======== INFORMATION GIVEN ========

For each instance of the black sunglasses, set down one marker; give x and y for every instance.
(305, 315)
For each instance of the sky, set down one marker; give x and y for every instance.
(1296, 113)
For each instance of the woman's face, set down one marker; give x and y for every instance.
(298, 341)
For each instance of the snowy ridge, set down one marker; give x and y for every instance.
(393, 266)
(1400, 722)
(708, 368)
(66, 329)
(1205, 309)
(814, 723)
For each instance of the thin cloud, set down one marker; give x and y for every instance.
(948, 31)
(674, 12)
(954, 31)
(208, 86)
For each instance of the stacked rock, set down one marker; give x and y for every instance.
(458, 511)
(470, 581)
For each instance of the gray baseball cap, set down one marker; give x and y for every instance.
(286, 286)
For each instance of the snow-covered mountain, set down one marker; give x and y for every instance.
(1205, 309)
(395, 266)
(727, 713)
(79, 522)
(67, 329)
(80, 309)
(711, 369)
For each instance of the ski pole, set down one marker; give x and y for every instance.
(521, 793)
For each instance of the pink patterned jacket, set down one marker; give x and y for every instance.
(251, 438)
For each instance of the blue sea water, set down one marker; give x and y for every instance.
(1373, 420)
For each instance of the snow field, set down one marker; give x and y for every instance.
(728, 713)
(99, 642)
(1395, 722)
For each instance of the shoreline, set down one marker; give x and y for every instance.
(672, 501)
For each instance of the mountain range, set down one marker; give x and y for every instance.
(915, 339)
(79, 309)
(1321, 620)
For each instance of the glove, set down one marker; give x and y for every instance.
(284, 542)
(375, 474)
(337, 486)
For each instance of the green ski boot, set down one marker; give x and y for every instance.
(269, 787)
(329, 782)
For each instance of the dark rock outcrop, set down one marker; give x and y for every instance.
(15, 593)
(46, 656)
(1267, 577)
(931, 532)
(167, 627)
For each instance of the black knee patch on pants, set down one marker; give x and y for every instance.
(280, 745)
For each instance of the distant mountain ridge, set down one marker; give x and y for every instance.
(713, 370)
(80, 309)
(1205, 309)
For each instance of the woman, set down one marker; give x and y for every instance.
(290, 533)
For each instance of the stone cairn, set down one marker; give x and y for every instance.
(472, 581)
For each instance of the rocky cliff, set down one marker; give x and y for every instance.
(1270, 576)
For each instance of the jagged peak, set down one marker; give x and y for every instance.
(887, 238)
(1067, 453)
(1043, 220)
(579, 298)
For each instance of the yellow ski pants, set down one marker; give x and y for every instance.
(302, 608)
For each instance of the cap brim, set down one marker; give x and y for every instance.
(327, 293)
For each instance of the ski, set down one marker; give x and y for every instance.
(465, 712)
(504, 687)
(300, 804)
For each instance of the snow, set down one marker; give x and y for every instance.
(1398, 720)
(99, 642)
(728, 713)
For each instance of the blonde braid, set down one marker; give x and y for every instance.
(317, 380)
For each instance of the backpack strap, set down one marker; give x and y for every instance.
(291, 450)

========

→ **STATED PROBLEM**: Print every record exactly as it was given.

→ **WRITTEN RESPONSE**:
For each instance of the black sunglasses, set down one marker; give x and y for every instance.
(305, 315)
For each instance of the sky, set down one marker; give x and y for every instance.
(1296, 113)
For each instance of the woman's face, set down one marker; give x and y for every instance.
(298, 341)
For each instance of the snowy ridge, set down one marker; give x and y for every instance.
(393, 266)
(1400, 722)
(708, 368)
(66, 329)
(1205, 309)
(814, 723)
For each instance of the thin cloud, set down one marker; give x and y for every instance.
(948, 31)
(674, 12)
(954, 31)
(208, 86)
For each instance of the stacked rock, set down one marker; give x and y for every instance.
(458, 511)
(470, 581)
For each instance of the gray baseball cap, set down one marker; give x and y for every instance.
(286, 286)
For each instance of the snow-covered mountain, set down one marker; give x and y for every instance.
(1205, 309)
(395, 266)
(727, 713)
(79, 522)
(67, 329)
(80, 309)
(711, 369)
For each instance of the ski pole, set down one marker; give x and y for every instance.
(521, 793)
For each instance of the pink patterned jacket, set down one marker; give x and y for every instance.
(251, 438)
For each instance of the blue sea water, set down one marker; give x and y for every instance.
(1373, 420)
For each instance of the snow field, set down one marker; give x and y for every instance.
(728, 713)
(99, 642)
(1395, 722)
For each instance of the shoreline, set down one marker; give x and y for every instance.
(672, 501)
For each instance of the mountain range, set down one marker; give x and y for every instance.
(915, 339)
(79, 309)
(1321, 620)
For each instance of the glove, set down one marker; give x and y for every instance.
(284, 542)
(375, 474)
(337, 486)
For each instance of the green ski boot, set down one marker; give x and y for every instance.
(269, 787)
(329, 782)
For each instance of the dark rock outcrop, set down one marker; give x and y for every instance.
(15, 593)
(46, 656)
(1267, 577)
(931, 532)
(167, 627)
For each instance of the black knee patch on pants, set down one marker; give x and y for every instance.
(280, 745)
For each instance of the distant mountain ridge, set down one marker; give x and y for every instance.
(713, 370)
(80, 309)
(1205, 309)
For each instance of the woman, set down one marker; give x and y for every instance.
(290, 533)
For each instance of the stone cairn, set down one marker; give x and y for every instance.
(472, 581)
For each instance of the rocky cliff, set down one marker; give x and y for every instance.
(1270, 576)
For each instance of the jagged peak, set down one marker; give x and y for every instance.
(887, 238)
(1067, 453)
(1043, 220)
(579, 298)
For each instance of the yellow ski pants, set down one marker; give x and y for every instance.
(302, 608)
For each instance of the cap brim, set down one marker; give x and y for every instance.
(327, 293)
For each instance of the ski, set down one marker; give x and y for every instance.
(465, 712)
(504, 687)
(300, 804)
For each instance of the snow, set down one marker; give x and y for every instance.
(1398, 720)
(99, 642)
(728, 713)
For each instance of the blonde braid, set down one marker; give x and y for every instance.
(317, 380)
For each instance of the backpack strap, set down one marker; give x and y for every instance.
(291, 450)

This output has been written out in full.